## Requirements
Pictures in the records should not be copied, but every other part must be repeated exactly.

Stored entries
* BEGIN *
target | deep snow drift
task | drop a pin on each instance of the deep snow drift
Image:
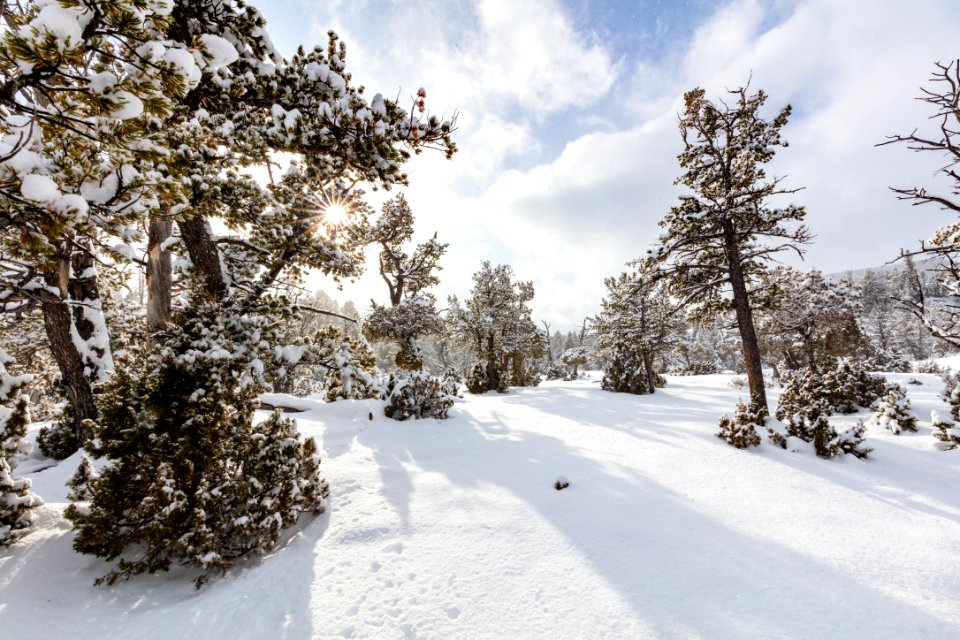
(453, 529)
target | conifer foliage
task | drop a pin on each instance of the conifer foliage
(16, 500)
(741, 430)
(724, 231)
(636, 324)
(496, 322)
(417, 395)
(190, 478)
(806, 403)
(892, 411)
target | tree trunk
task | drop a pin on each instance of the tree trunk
(204, 255)
(58, 323)
(748, 333)
(493, 379)
(159, 277)
(648, 370)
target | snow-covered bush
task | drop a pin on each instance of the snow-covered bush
(574, 358)
(190, 478)
(555, 372)
(892, 411)
(741, 430)
(16, 500)
(945, 431)
(626, 372)
(417, 395)
(523, 374)
(850, 386)
(804, 406)
(13, 420)
(452, 383)
(929, 366)
(16, 505)
(59, 440)
(842, 390)
(480, 382)
(951, 393)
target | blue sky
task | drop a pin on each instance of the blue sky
(567, 120)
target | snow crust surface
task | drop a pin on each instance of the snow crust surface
(453, 529)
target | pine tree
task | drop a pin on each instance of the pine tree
(714, 238)
(412, 312)
(636, 325)
(741, 430)
(810, 321)
(942, 321)
(190, 478)
(496, 321)
(892, 411)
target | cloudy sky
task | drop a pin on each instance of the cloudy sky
(568, 109)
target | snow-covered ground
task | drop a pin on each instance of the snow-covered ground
(453, 529)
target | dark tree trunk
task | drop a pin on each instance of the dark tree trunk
(58, 321)
(204, 255)
(493, 377)
(648, 370)
(748, 333)
(159, 277)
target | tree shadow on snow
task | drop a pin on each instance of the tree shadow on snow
(683, 572)
(161, 605)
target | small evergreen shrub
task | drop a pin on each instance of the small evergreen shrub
(477, 381)
(945, 431)
(452, 383)
(555, 372)
(417, 395)
(16, 505)
(741, 430)
(625, 373)
(892, 411)
(929, 366)
(13, 430)
(806, 402)
(190, 479)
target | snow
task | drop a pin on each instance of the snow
(453, 529)
(219, 52)
(39, 188)
(65, 25)
(129, 106)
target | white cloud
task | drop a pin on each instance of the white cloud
(851, 70)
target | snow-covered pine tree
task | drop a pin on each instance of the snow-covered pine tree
(191, 479)
(945, 431)
(636, 325)
(892, 411)
(741, 430)
(412, 312)
(16, 500)
(206, 485)
(13, 419)
(943, 321)
(574, 358)
(80, 127)
(805, 404)
(714, 239)
(810, 321)
(496, 322)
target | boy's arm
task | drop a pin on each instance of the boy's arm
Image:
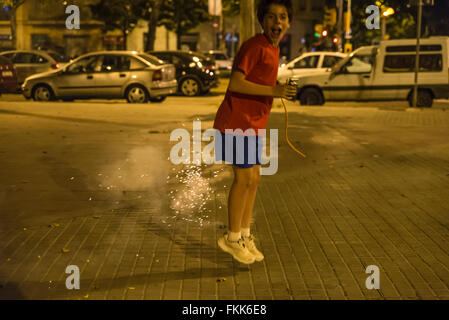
(239, 84)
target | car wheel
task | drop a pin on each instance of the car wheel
(311, 97)
(190, 87)
(425, 99)
(43, 92)
(136, 94)
(158, 99)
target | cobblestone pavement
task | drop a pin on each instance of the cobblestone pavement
(89, 184)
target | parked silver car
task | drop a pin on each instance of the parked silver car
(29, 62)
(137, 77)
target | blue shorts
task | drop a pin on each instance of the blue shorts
(241, 151)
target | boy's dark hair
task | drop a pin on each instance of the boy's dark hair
(264, 5)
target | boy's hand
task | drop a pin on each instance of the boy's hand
(285, 91)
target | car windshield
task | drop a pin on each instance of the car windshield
(151, 59)
(58, 57)
(341, 63)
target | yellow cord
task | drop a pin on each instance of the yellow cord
(286, 133)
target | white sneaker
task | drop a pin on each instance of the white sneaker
(237, 249)
(249, 243)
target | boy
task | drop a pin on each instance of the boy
(246, 106)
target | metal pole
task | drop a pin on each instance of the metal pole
(247, 26)
(348, 38)
(418, 36)
(340, 24)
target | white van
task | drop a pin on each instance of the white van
(309, 63)
(384, 72)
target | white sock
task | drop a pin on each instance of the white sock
(234, 236)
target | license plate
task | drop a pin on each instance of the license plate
(6, 73)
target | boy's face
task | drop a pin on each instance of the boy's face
(276, 23)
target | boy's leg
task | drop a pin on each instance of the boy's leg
(251, 197)
(247, 214)
(232, 243)
(238, 196)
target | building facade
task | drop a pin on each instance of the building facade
(42, 24)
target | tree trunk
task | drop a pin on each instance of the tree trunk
(152, 25)
(247, 28)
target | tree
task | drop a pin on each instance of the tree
(12, 6)
(400, 25)
(117, 14)
(150, 11)
(181, 16)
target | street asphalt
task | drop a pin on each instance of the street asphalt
(90, 184)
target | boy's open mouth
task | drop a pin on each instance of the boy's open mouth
(276, 31)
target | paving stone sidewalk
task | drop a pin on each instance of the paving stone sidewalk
(373, 191)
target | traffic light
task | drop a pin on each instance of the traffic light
(336, 39)
(330, 17)
(318, 30)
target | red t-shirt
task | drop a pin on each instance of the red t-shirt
(258, 59)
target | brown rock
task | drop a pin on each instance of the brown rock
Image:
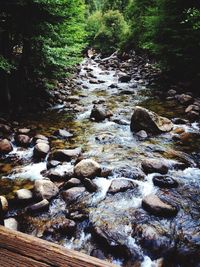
(87, 168)
(5, 146)
(154, 205)
(143, 119)
(154, 165)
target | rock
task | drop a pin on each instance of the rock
(142, 134)
(45, 189)
(97, 253)
(5, 146)
(184, 99)
(63, 133)
(171, 92)
(120, 185)
(87, 168)
(61, 172)
(125, 78)
(4, 203)
(65, 154)
(105, 237)
(143, 119)
(72, 194)
(93, 81)
(52, 164)
(164, 181)
(179, 121)
(24, 195)
(154, 165)
(99, 114)
(22, 140)
(113, 85)
(24, 131)
(90, 185)
(154, 205)
(40, 206)
(41, 150)
(61, 225)
(40, 136)
(73, 182)
(192, 108)
(5, 129)
(11, 223)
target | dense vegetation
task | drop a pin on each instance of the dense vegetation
(41, 39)
(167, 30)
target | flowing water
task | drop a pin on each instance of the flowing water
(111, 143)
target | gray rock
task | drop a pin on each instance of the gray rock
(143, 119)
(11, 223)
(5, 146)
(24, 194)
(4, 203)
(154, 165)
(154, 205)
(87, 168)
(72, 194)
(41, 150)
(45, 189)
(65, 154)
(22, 140)
(40, 206)
(73, 182)
(120, 185)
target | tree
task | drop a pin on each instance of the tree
(38, 39)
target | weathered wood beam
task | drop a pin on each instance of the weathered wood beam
(18, 249)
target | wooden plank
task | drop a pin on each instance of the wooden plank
(21, 247)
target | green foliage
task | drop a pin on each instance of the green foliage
(108, 31)
(41, 38)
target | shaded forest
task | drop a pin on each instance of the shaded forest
(42, 40)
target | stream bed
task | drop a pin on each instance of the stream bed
(107, 218)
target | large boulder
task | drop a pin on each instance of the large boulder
(22, 140)
(5, 146)
(144, 119)
(99, 113)
(65, 154)
(41, 150)
(154, 205)
(72, 194)
(120, 185)
(87, 168)
(154, 165)
(45, 189)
* END *
## Complete output
target | deep snow drift
task | drop a pin on each instance of the deep snow drift
Image:
(453, 529)
target | conifer foliage
task | drop a pin on each instance of the conifer foliage
(16, 500)
(741, 430)
(724, 231)
(636, 324)
(496, 322)
(417, 395)
(190, 478)
(806, 403)
(892, 411)
target | tree trunk
task | drop a pin on each instance of the tree trunk
(204, 255)
(58, 323)
(748, 333)
(493, 379)
(159, 277)
(648, 370)
target | snow-covered bush
task | drop a pin on each instance of the snow-covered bush
(574, 358)
(190, 478)
(555, 372)
(892, 411)
(741, 430)
(16, 500)
(945, 431)
(626, 372)
(417, 395)
(523, 374)
(850, 386)
(804, 406)
(13, 420)
(452, 383)
(929, 366)
(16, 505)
(59, 440)
(842, 390)
(480, 382)
(951, 393)
target | blue sky
task | drop a pin on each instance of the blue sky
(567, 120)
target | snow crust surface
task | drop a pin on each instance of the snow crust surface
(453, 529)
target | pine tree
task | drop a pin on each instance of the pine tree
(714, 238)
(412, 312)
(636, 325)
(741, 430)
(810, 321)
(942, 321)
(190, 478)
(496, 321)
(892, 411)
target | cloudy sky
task | drop a pin on each instance of the cloudy sky
(568, 109)
target | snow-covered ground
task | drop a pin on each instance of the snow-covered ground
(453, 529)
target | dark tree trunk
task | drop a pin on each instance of the dark tree trunk
(58, 321)
(204, 255)
(493, 377)
(648, 370)
(748, 333)
(159, 277)
target | tree shadow on snow
task | drop a pin on each instance of the tree shadow on snow
(683, 572)
(161, 605)
target | small evergreen shrub
task | drop a pin on each instance of the small evergreen shrub
(477, 381)
(945, 431)
(452, 383)
(555, 372)
(417, 395)
(16, 505)
(741, 430)
(625, 373)
(892, 411)
(929, 366)
(13, 430)
(806, 402)
(190, 479)
target | snow
task | drop a pin on each instance of the snow
(453, 529)
(219, 52)
(39, 188)
(65, 25)
(129, 106)
target | white cloud
task | drop a pin on each instance of the white cloud
(851, 70)
target | snow-covered pine tree
task | drop a pin on each instance of the snow-covered pine tree
(191, 479)
(945, 431)
(636, 325)
(892, 411)
(741, 430)
(412, 312)
(16, 500)
(206, 485)
(13, 419)
(943, 321)
(574, 358)
(80, 127)
(805, 404)
(714, 239)
(810, 321)
(496, 322)
target | boy's arm
task | drop a pin on each instance of the boy's arm
Image:
(239, 84)
target | car wheel
task | drop a pin on each instance of the car wheel
(311, 97)
(190, 87)
(425, 99)
(43, 92)
(136, 94)
(158, 99)
target | cobblestone pavement
task | drop a pin on each instance of the cobblestone pavement
(89, 184)
target | parked silver car
task | drop a pin on each instance of the parked silver car
(29, 62)
(137, 77)
target | blue shorts
task | drop a pin on each instance of the blue shorts
(241, 151)
target | boy's dark hair
task | drop a pin on each instance of the boy's dark hair
(264, 5)
target | boy's hand
task | drop a pin on each instance of the boy's hand
(285, 91)
target | car windshield
task | drop a pin on each instance of the car windshield
(151, 59)
(58, 57)
(341, 63)
target | yellow cord
task | drop a pin on each instance of the yellow cord
(286, 133)
target | white sneaker
task | drop a pin on each instance of the white sneaker
(237, 249)
(249, 243)
target | boy
task | drop a pin on each instance of the boy
(246, 106)
target | metal pole
task | drop a pin on each instance of the metal pole
(247, 26)
(348, 38)
(418, 36)
(340, 24)
target | white van
task | drop a pin on each instance of the white van
(309, 63)
(384, 72)
target | white sock
task | drop a pin on each instance of the white sock
(234, 236)
target | license plate
task | drop a pin on each instance of the license plate
(6, 73)
target | boy's face
task | drop a pin on each instance of the boy's face
(276, 23)
target | boy's leg
task | drop a pin on each instance of the boy's leg
(251, 197)
(247, 214)
(232, 243)
(238, 196)
target | building facade
task | drop a pin on each instance of the building facade
(42, 24)
target | tree trunk
task | drop a pin on each instance of the tree trunk
(152, 25)
(247, 28)
target | tree
task | drop a pin on each instance of the tree
(12, 6)
(400, 25)
(117, 14)
(150, 11)
(181, 16)
target | street asphalt
task | drop a pin on each instance of the street asphalt
(90, 184)
target | boy's open mouth
task | drop a pin on each instance of the boy's open mouth
(276, 31)
target | paving stone sidewalk
task | drop a pin on each instance of the paving stone sidewalk
(373, 191)
target | traffic light
task | drop a pin on each instance of the traffic light
(336, 39)
(330, 17)
(318, 30)
target | red t-shirt
task | drop a pin on each instance of the red t-shirt
(258, 59)
target | brown rock
task | drop a pin on each instance of the brown rock
Image:
(87, 168)
(5, 146)
(154, 205)
(143, 119)
(154, 165)
target | rock
task | drop a pin on each instance of the rock
(142, 134)
(45, 189)
(97, 253)
(5, 146)
(184, 99)
(63, 133)
(171, 92)
(120, 185)
(87, 168)
(61, 172)
(125, 78)
(4, 203)
(65, 154)
(105, 237)
(143, 119)
(72, 194)
(93, 81)
(52, 164)
(164, 181)
(179, 121)
(24, 195)
(154, 165)
(99, 114)
(22, 140)
(113, 85)
(24, 131)
(90, 185)
(154, 205)
(40, 206)
(41, 150)
(61, 225)
(40, 136)
(73, 182)
(192, 108)
(5, 129)
(11, 223)
target | dense vegetation
task | drop a pin on each instance of the dense vegetation
(41, 39)
(167, 30)
target | flowing water
task | drop a pin on each instance of the flowing water
(111, 143)
target | gray rock
task | drop a pin on each instance of the gray rock
(143, 119)
(11, 223)
(5, 146)
(24, 194)
(4, 203)
(154, 165)
(154, 205)
(87, 168)
(72, 194)
(41, 150)
(45, 189)
(65, 154)
(22, 140)
(40, 206)
(73, 182)
(120, 185)
target | tree
task | drop a pin on each instance of the tree
(38, 39)
target | weathered wood beam
task | drop a pin on each instance of the weathered wood beam
(18, 249)
target | wooden plank
task | drop a pin on each instance of the wooden plank
(21, 247)
target | green foliage
task | drop a pin on each instance of the green foliage
(108, 31)
(41, 38)
target | shaded forest
task | drop a pin on each instance of the shaded forest
(42, 40)
target | stream bed
task | drop a pin on each instance of the stream bed
(107, 218)
target | large boulder
task | drop a pin on each instance of the large boulder
(22, 140)
(5, 146)
(144, 119)
(99, 113)
(65, 154)
(41, 150)
(154, 205)
(72, 194)
(120, 185)
(87, 168)
(154, 165)
(45, 189)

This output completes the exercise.